_Goal_. Retype the rows below word for word, leaving the pictures out of your answer.

** Start of Records supplied **

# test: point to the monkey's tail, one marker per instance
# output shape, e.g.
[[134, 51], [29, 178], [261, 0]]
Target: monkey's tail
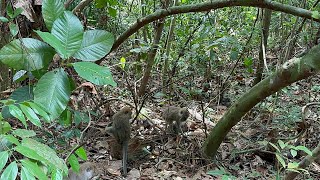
[[124, 158]]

** End of Records supplied **

_The completed task_.
# test: point to the monkey's tail, one marker per instance
# output shape, e.g.
[[134, 51], [29, 178], [261, 0]]
Target: monkey's tail
[[124, 158]]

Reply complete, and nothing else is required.